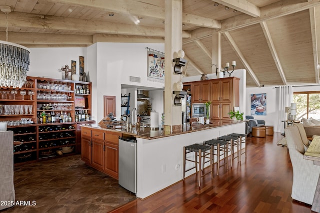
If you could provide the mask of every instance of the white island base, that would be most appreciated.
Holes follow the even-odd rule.
[[[137,136],[136,197],[146,198],[182,180],[184,146],[202,144],[233,133],[245,134],[245,122],[238,122],[150,140]],[[190,168],[192,164],[187,162],[186,167]],[[195,172],[195,169],[188,171],[186,177]]]

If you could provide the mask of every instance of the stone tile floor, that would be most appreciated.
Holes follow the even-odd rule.
[[[16,202],[36,204],[2,213],[107,213],[136,199],[80,155],[16,167],[14,175]]]

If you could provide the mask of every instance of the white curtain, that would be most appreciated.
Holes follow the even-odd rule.
[[[290,106],[292,102],[294,92],[292,86],[282,86],[277,87],[276,94],[278,95],[278,122],[276,131],[278,132],[284,132],[285,122],[281,121],[286,120],[286,107]]]

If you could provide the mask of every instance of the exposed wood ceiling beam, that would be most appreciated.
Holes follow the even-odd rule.
[[[210,52],[202,42],[198,40],[194,41],[194,43],[201,50],[209,57],[210,59],[212,59],[212,54]]]
[[[196,63],[194,63],[194,62],[193,62],[190,59],[190,58],[189,58],[186,55],[184,54],[184,58],[186,60],[187,60],[188,61],[188,64],[190,63],[190,64],[193,66],[194,69],[196,69],[196,71],[198,71],[198,72],[199,72],[199,73],[200,74],[204,74],[204,72],[203,71],[202,71],[201,70],[201,69],[200,68],[200,67],[199,67],[198,66],[198,65],[197,65]]]
[[[6,32],[0,32],[0,37],[5,37]],[[92,36],[89,35],[70,35],[66,34],[36,33],[32,32],[8,33],[8,41],[28,44],[56,44],[89,45],[93,43]]]
[[[152,17],[164,20],[164,8],[138,1],[125,0],[48,0],[54,3],[78,5],[100,10],[120,12],[132,16]],[[198,26],[220,28],[220,21],[198,15],[182,13],[182,23]]]
[[[16,30],[20,28],[38,28],[44,30],[47,29],[56,30],[57,33],[64,31],[74,31],[74,34],[110,33],[131,35],[164,37],[164,29],[128,24],[119,24],[102,21],[84,20],[66,17],[50,15],[43,16],[37,14],[12,12],[9,16],[9,28]],[[6,15],[0,13],[0,27],[6,26]],[[15,31],[15,30],[14,30]],[[189,37],[190,32],[182,31],[182,37]]]
[[[236,42],[230,35],[230,33],[226,32],[223,33],[223,34],[224,35],[224,37],[228,41],[234,50],[236,52],[236,54],[237,56],[239,57],[239,58],[240,58],[242,63],[246,69],[246,71],[249,73],[249,74],[251,76],[251,77],[254,80],[254,83],[256,83],[256,86],[260,87],[260,84],[259,79],[258,79],[258,78],[256,77],[256,76],[254,72],[252,69],[250,67],[249,63],[246,60],[246,58],[244,58],[244,56],[241,52],[241,51],[240,51],[240,49],[238,47],[236,44]]]
[[[260,9],[246,0],[212,0],[253,17],[260,16]]]
[[[191,43],[196,40],[211,37],[212,34],[214,31],[216,31],[214,29],[204,27],[199,28],[192,30],[190,32],[190,37],[182,39],[182,44]]]
[[[276,66],[278,70],[279,74],[282,79],[282,82],[284,83],[284,85],[287,85],[286,78],[284,72],[284,69],[282,68],[280,59],[279,59],[278,54],[276,50],[274,44],[274,41],[272,39],[272,37],[271,37],[271,35],[270,34],[268,26],[265,21],[262,21],[260,24],[264,33],[264,37],[266,37],[266,43],[268,44],[268,46],[269,47],[269,49],[270,50],[271,54],[274,58],[274,63],[276,64]]]
[[[318,64],[318,49],[320,49],[318,48],[318,43],[317,41],[317,33],[316,33],[316,15],[314,7],[310,8],[309,9],[309,12],[310,14],[310,27],[311,30],[311,36],[312,39],[312,52],[314,53],[314,75],[316,78],[316,83],[319,83],[319,70],[316,68],[316,66]]]
[[[302,2],[301,0],[282,0],[260,8],[260,15],[250,17],[242,14],[222,21],[220,31],[226,32],[282,17],[320,5],[320,0]]]

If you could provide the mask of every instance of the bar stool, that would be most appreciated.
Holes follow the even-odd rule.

• • • • • • •

Leave images out of the retyped records; keep all else exact.

If you could provide the mask of every instance of the white island base, that would be most appreciated.
Holes follow the even-odd rule.
[[[137,136],[136,197],[146,198],[182,180],[184,146],[202,144],[233,133],[245,134],[245,122],[238,122],[150,140]],[[190,168],[192,164],[187,162],[186,167]],[[195,172],[195,169],[188,171],[186,177]]]

If you could provide the mask of every instance of the stone tile floor, that would be most appreciated.
Holes follow the even-odd rule.
[[[16,202],[36,204],[2,213],[107,213],[136,199],[80,155],[16,167],[14,175]]]

If you could provide the mask of every instance of the white curtain, that would be most appreciated.
Holes follow the even-odd rule.
[[[290,106],[292,102],[294,92],[292,86],[282,86],[277,87],[276,94],[278,95],[278,122],[276,131],[278,132],[284,132],[285,122],[281,121],[286,120],[286,107]]]

If you could provide the mask of every instance of the exposed wood ceiling beam, that would be most appreciated.
Holes follow the even-odd rule.
[[[210,52],[202,42],[198,40],[194,41],[194,43],[201,50],[209,57],[210,59],[212,59],[212,54]]]
[[[196,63],[194,63],[194,62],[193,62],[190,59],[190,58],[189,58],[186,55],[184,54],[184,58],[186,60],[187,60],[188,61],[188,64],[190,63],[190,64],[193,66],[194,69],[196,69],[196,71],[198,71],[198,72],[199,72],[199,73],[200,74],[204,74],[204,72],[203,71],[202,71],[201,70],[201,69],[200,68],[200,67],[199,67],[198,66],[198,65],[197,65]]]
[[[6,32],[0,32],[0,37],[5,37]],[[92,36],[89,35],[70,35],[66,34],[36,33],[32,32],[8,33],[8,41],[28,44],[56,44],[89,45],[93,43]]]
[[[152,17],[164,20],[164,8],[138,1],[125,0],[48,0],[54,3],[78,5],[100,10],[120,12],[132,16]],[[198,26],[220,28],[220,21],[198,15],[182,13],[182,23]]]
[[[16,30],[20,28],[38,28],[44,30],[47,29],[56,30],[57,33],[64,31],[74,31],[74,34],[110,33],[131,35],[164,37],[164,29],[128,24],[119,24],[102,21],[84,20],[66,17],[50,15],[43,16],[37,14],[12,12],[9,16],[9,28]],[[6,15],[0,13],[0,27],[6,26]],[[15,31],[15,30],[14,30]],[[189,37],[190,32],[182,31],[182,37]]]
[[[236,42],[230,35],[230,33],[226,32],[223,33],[223,34],[224,35],[224,37],[228,41],[234,50],[236,52],[236,54],[237,56],[239,57],[239,58],[240,58],[242,63],[246,69],[246,71],[249,73],[249,74],[251,76],[251,77],[254,80],[254,83],[256,83],[256,86],[260,87],[260,84],[259,79],[258,79],[258,78],[256,77],[256,76],[254,72],[252,69],[250,67],[249,63],[246,60],[246,58],[244,58],[244,56],[241,52],[241,51],[240,51],[240,49],[238,47],[236,44]]]
[[[260,9],[246,0],[212,0],[253,17],[260,16]]]
[[[191,43],[196,40],[211,37],[212,34],[214,31],[216,31],[214,29],[204,27],[199,28],[192,30],[190,32],[190,37],[182,39],[182,44]]]
[[[276,66],[278,70],[279,74],[282,79],[282,82],[284,83],[284,85],[287,85],[286,78],[284,72],[284,69],[282,68],[280,59],[279,59],[278,54],[276,50],[274,44],[274,41],[272,39],[272,37],[271,37],[271,35],[270,34],[268,26],[265,21],[262,21],[260,24],[264,33],[264,37],[266,37],[266,43],[268,44],[268,46],[269,47],[269,49],[270,50],[271,54],[274,58],[274,63],[276,64]]]
[[[318,64],[318,49],[320,49],[318,48],[318,43],[317,41],[317,33],[316,33],[316,15],[314,7],[310,8],[309,9],[309,12],[310,14],[310,27],[311,30],[311,36],[312,39],[312,52],[314,53],[314,75],[316,78],[316,83],[319,83],[319,70],[316,68],[316,66]]]
[[[302,2],[301,0],[282,0],[260,8],[260,15],[250,17],[242,14],[222,21],[220,31],[226,32],[282,17],[320,5],[320,0]]]

If you could provide the mask of every instance of the bar stool, that would be most appreciated.
Holes follow the even-odd rule.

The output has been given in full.